"""
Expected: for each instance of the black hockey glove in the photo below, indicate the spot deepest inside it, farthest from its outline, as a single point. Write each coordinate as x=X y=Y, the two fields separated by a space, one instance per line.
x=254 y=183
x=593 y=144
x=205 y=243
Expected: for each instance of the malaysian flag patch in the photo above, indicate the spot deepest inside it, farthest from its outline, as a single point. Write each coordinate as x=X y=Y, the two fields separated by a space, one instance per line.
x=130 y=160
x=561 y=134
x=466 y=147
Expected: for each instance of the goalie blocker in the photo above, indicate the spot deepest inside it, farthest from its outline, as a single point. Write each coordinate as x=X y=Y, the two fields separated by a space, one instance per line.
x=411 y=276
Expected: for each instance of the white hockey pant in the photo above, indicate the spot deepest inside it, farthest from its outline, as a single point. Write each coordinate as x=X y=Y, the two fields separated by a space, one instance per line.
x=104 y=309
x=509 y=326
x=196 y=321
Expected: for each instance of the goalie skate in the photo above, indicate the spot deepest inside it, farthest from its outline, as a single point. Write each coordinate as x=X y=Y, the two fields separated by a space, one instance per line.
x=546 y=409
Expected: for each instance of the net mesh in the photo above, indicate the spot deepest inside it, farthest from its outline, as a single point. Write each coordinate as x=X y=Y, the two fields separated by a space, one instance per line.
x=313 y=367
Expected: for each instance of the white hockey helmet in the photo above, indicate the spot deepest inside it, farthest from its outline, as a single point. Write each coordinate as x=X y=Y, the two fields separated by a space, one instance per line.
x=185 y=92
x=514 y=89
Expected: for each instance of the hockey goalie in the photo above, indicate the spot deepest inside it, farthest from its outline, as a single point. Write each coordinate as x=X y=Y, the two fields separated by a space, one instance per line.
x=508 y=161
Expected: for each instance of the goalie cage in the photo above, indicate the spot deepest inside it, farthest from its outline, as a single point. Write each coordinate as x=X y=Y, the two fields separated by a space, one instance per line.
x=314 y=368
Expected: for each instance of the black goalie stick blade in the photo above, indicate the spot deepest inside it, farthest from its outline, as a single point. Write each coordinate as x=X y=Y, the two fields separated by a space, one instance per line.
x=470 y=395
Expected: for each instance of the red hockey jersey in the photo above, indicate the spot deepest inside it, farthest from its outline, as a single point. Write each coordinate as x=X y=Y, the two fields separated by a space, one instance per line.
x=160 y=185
"""
EXERCISE DETAILS ::
Recast all the rows above as a Markdown table with the columns No and Line, numbering each nonblank line and leaving out blank ones.

SOLVED EXERCISE ::
| No | Line |
|---|---|
| 1 | Expected: for each instance of the black hockey glove in the photo below, indicate the spot deepest inside it, farthest from its outline, as a single point. Write each coordinate as x=X y=Y, the two fields separated by a space, one instance per line. |
| 2 | x=254 y=183 |
| 3 | x=593 y=144 |
| 4 | x=205 y=243 |
| 5 | Expected: for each instance of the malaysian flag patch in the photo above, indicate the spot deepest inside it, farthest from its outline, as a single point. Write each coordinate as x=X y=Y, the two fields separated by a space, one instance per line. |
| 6 | x=130 y=160 |
| 7 | x=561 y=134 |
| 8 | x=466 y=147 |
| 9 | Expected: for each instance of the goalie blocker in the photo above, indicate the spot deepest inside it, farthest from its outline, as a single point. Write each coordinate as x=X y=Y, the two fields separated by a space, one instance per line. |
| 10 | x=411 y=276 |
| 11 | Expected: for each instance of the white hockey pant in the photo above, indicate the spot deepest inside it, farthest from its outline, as a single point. Write each coordinate as x=X y=Y, the two fields separated by a space, one instance per line. |
| 12 | x=104 y=309 |
| 13 | x=509 y=326 |
| 14 | x=196 y=321 |
| 15 | Expected: for each instance of the goalie skate in the photo above, indicate the spot deepest inside it, farthest from its outline, as a single point. Write each coordinate as x=X y=Y, the two fields separated by a space, one instance per line. |
| 16 | x=546 y=409 |
| 17 | Expected: for each instance of the net mesh in the photo above, indicate the spot deepest inside it, farthest from its outline, as a single point. Write each coordinate as x=X y=Y, the two fields separated by a space, one instance per line. |
| 18 | x=313 y=367 |
| 19 | Expected: for each instance of the white hockey helmet in the photo above, indicate the spot deepest inside it, farthest from its outline, as a single point. Write each coordinate as x=X y=Y, the two fields separated by a space, one instance per line. |
| 20 | x=185 y=92 |
| 21 | x=514 y=89 |
| 22 | Expected: for each instance of the hockey goalie in the photo above, indicate the spot deepest inside it, farthest from its outline, as a single point. Write each coordinate as x=X y=Y, the two fields separated by a space, one instance per line. |
| 23 | x=508 y=161 |
| 24 | Expected: for each instance of the goalie cage in the photo above, indicate the spot deepest inside it, farthest from its outline, as a single point. Write each coordinate as x=X y=Y, the two fields separated by a space, one instance per line. |
| 25 | x=314 y=368 |
| 26 | Expected: for each instance of the black goalie stick blade in the photo above, indicate the spot deepest inside it, farthest from its outline, as a single point. Write each coordinate as x=X y=Y, the two fields separated by a space, one instance per line. |
| 27 | x=470 y=395 |
| 28 | Expected: for each instance of the red hockey jersey in the photo above, indicate the spot deepest inside it, farthest from its outline, as a single point. Write each coordinate as x=X y=Y, the two fields separated by a space, one instance per line. |
| 29 | x=160 y=185 |